%%

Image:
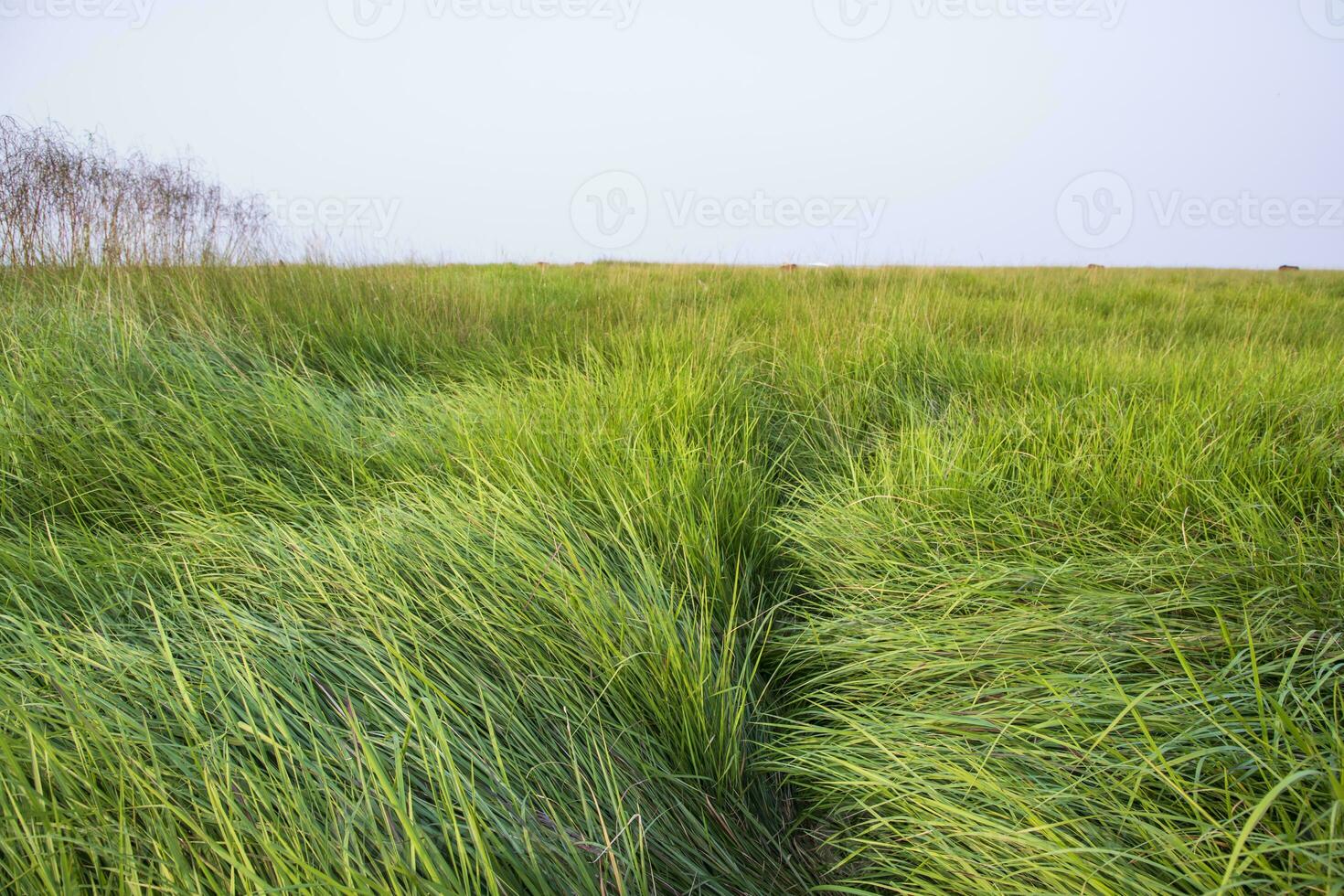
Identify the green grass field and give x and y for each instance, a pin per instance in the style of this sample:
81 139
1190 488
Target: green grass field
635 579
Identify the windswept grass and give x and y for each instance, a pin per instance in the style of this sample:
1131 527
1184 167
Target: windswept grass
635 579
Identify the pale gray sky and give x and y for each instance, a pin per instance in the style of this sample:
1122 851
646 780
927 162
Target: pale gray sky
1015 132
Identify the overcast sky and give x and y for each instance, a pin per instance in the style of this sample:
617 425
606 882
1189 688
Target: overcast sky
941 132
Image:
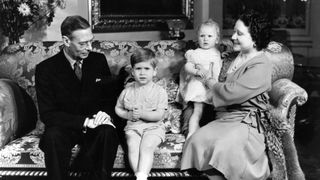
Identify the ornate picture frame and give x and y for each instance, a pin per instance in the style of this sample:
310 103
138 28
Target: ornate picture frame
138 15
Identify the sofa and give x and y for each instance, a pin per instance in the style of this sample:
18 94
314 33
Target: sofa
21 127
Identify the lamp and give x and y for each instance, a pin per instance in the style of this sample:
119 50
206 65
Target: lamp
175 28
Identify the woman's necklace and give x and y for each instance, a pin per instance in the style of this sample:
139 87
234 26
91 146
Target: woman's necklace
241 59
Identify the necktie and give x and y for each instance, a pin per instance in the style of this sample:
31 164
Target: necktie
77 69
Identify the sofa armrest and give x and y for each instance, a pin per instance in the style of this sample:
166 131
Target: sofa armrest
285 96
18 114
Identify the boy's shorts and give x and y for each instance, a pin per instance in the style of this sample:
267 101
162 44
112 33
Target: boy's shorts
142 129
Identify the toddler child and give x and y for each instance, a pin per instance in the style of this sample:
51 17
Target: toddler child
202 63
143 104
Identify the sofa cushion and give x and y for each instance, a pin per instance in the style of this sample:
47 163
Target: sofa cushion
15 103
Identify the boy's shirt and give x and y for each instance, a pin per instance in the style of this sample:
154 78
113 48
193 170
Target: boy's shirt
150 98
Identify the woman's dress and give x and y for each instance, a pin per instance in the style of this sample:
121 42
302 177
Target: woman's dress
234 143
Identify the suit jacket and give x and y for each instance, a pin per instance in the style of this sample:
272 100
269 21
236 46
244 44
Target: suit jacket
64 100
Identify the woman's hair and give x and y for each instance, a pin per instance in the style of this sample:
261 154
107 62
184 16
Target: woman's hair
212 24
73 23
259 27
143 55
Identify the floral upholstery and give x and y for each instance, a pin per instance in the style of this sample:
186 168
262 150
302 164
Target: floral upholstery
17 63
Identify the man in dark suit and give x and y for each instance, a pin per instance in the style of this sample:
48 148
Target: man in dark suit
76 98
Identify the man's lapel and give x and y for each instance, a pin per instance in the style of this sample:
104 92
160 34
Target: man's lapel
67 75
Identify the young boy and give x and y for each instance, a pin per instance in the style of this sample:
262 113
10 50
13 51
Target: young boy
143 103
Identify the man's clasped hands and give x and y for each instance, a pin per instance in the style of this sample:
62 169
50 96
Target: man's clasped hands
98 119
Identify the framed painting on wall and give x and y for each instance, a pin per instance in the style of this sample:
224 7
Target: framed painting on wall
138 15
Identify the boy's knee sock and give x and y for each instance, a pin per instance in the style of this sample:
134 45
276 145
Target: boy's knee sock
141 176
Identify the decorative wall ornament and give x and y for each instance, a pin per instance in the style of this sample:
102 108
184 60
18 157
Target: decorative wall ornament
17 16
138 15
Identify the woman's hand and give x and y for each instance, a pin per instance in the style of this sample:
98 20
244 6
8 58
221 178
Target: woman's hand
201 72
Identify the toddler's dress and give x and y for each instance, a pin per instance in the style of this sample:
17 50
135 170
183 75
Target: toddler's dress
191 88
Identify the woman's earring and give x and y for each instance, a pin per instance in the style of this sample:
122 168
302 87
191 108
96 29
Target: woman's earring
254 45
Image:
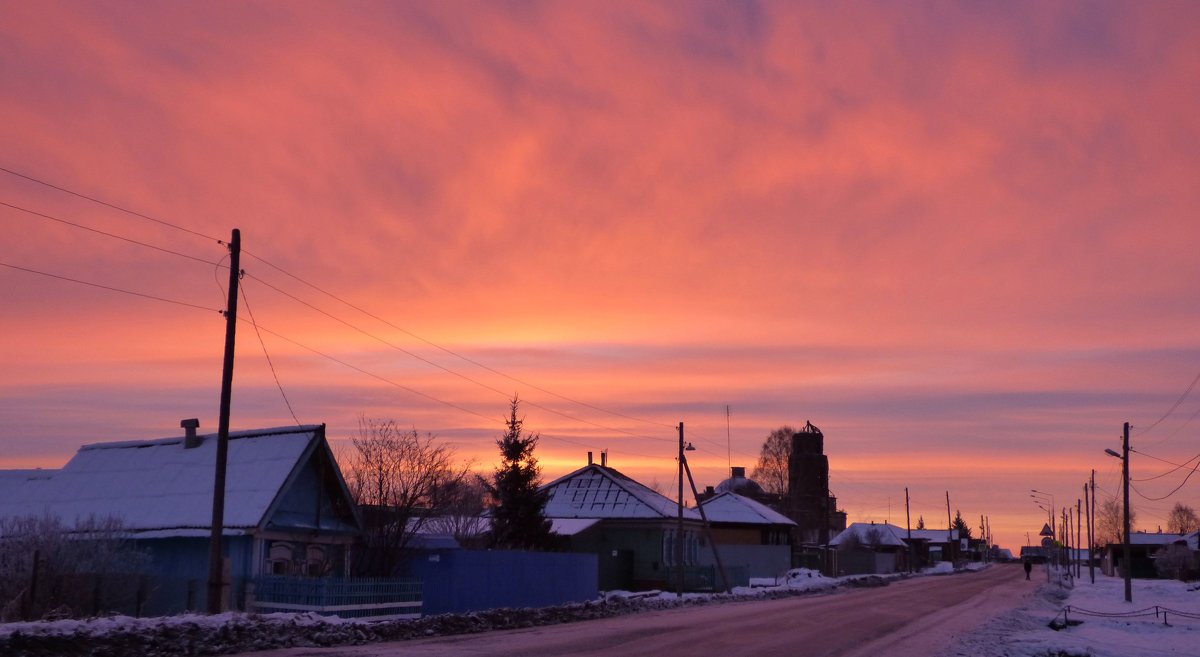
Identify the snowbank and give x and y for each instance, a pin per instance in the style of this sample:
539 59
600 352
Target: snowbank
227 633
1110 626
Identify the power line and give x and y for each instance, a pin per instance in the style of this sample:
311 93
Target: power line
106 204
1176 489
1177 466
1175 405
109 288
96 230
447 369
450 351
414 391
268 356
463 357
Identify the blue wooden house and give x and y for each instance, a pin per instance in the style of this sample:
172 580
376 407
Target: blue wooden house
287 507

%%

> **INSTRUCTIONS FOR THE TASK**
Print all entries exactly. The images do not belong in the copy.

> **WRITTEN ANSWER**
Image:
Identify the green grass field and give x and y for each instance, a pin per instance in the style of this sample:
81 139
1190 488
Target: green grass field
635 579
Identify the windswept grass and give x and y for each instance, a pin per instance in the style of this sample:
1131 527
1184 167
Target: windswept grass
635 579
Identify the pale gray sky and give x and y for each instance, a pin per instance in the style of this sample:
1122 851
646 780
927 162
Target: pale gray sky
1015 132
Identify the overcast sky and give x and y for each instance, a pin per instance in the style of this sample:
617 425
606 882
1189 688
Target: overcast sky
941 132
Image:
Identify the ornate picture frame and give x and y for each instance, a pin per instance in the style of this sample:
310 103
138 28
Target: ornate picture frame
138 15
Identify the sofa and give x and y for each instance, a pin per instance in the style of this sample:
18 94
314 33
Target: sofa
21 127
Identify the lamp and give x and y for each instance, a pin per instance in the style of this sample:
119 50
206 65
Target: lamp
175 28
Identify the woman's necklace and give x and y for each instance, a pin per instance in the style of this sample:
139 87
234 26
91 146
Target: woman's necklace
241 59
Identify the necktie and give x and y for each instance, a pin per instance in the style of this sample:
31 164
Target: necktie
77 69
Identify the sofa armrest and give x and y for each instance, a pin per instance in the style of this sample:
166 131
Target: sofa armrest
285 96
18 114
Identify the boy's shorts and give x and y for each instance, a pin per instance in the style of this sample:
267 101
162 44
112 33
Target: boy's shorts
142 129
Identify the toddler child and give x and y for each instance, a pin per instance in the style of this sample:
51 17
Target: toddler child
202 63
143 104
Identify the sofa cushion and give x and y for each instance, a pin per instance in the style of this sample:
47 163
Target: sofa cushion
15 103
Identify the boy's shirt and give x and y for each instance, a pin per instance in the style of this sample:
154 78
113 48
193 170
Target: boy's shirt
150 98
Identify the woman's dress and give x and y for each instance, a pin per instance in the style of this sample:
121 42
302 177
Target: woman's dress
234 143
Identify the suit jacket and give x and y for each instance, a pin per instance in the style of this sample:
272 100
269 21
236 46
244 44
Target: suit jacket
64 100
Identify the woman's hair and give x and y for each instance, a pin per instance in the style of this sample:
261 154
107 62
184 16
Target: woman's hair
212 24
73 23
259 27
143 55
Identify the floral upholstery and give x and y for each instance, a pin per instance in the style of this sample:
186 168
262 150
302 164
Target: floral upholstery
17 63
Identify the man in dark suit and give x and y for each instance, a pin per instance in the style of this sample:
48 148
Target: man in dark suit
76 98
Identify the man's lapel and give x and y for each instance, a pin per instance in the style of this sample:
104 92
160 34
Target: man's lapel
67 75
Identify the young boy and give x and y for each instance, a pin per instance in the style of this sample:
262 113
10 50
13 51
Target: young boy
143 103
Identify the man's clasped hands and give x and y for each instance, a pin per instance in the style of this sample:
62 169
50 96
Target: man's clasped hands
98 119
Identify the framed painting on wall and give x and y for each instance, a pin per instance in the style of this sample:
224 7
Target: framed painting on wall
138 15
Identify the boy's knee sock and give x and y for each instance, a pin per instance in the style of this sample:
134 45
276 145
Target: boy's knee sock
141 176
Identify the decorative wall ornament and give x and y for each instance, a pin per instance in the style of this sample:
102 108
184 60
18 157
Target: decorative wall ornament
17 16
138 15
Identify the woman's hand and give x and y for each instance, a pin per instance in the style of this sample:
98 20
244 6
8 58
221 178
Target: woman's hand
201 72
Identify the toddler's dress and give x and y for each instance, a pin per instance in the style of this sample:
17 50
135 170
183 75
Target: toddler's dress
191 88
Identify the woman's earring and give x and y for each instance, a pin per instance in the style of this sample:
122 168
302 87
191 108
96 29
Target: woman's earring
254 45
Image:
Identify the snowbank and give x and y for each instance, a pin per instance in the style of this sample:
539 59
600 352
Target: snowbank
227 633
1110 626
Identify the power line and give x and y for each instance, a pin per instance in the style of this sample:
311 93
Target: power line
106 204
1176 489
1177 466
1175 405
109 288
96 230
447 369
450 351
414 391
268 356
463 357
Identify the blue wooden house and give x and y for each instance, a pin per instance in the style of this sample:
172 580
376 407
Target: blue wooden house
287 507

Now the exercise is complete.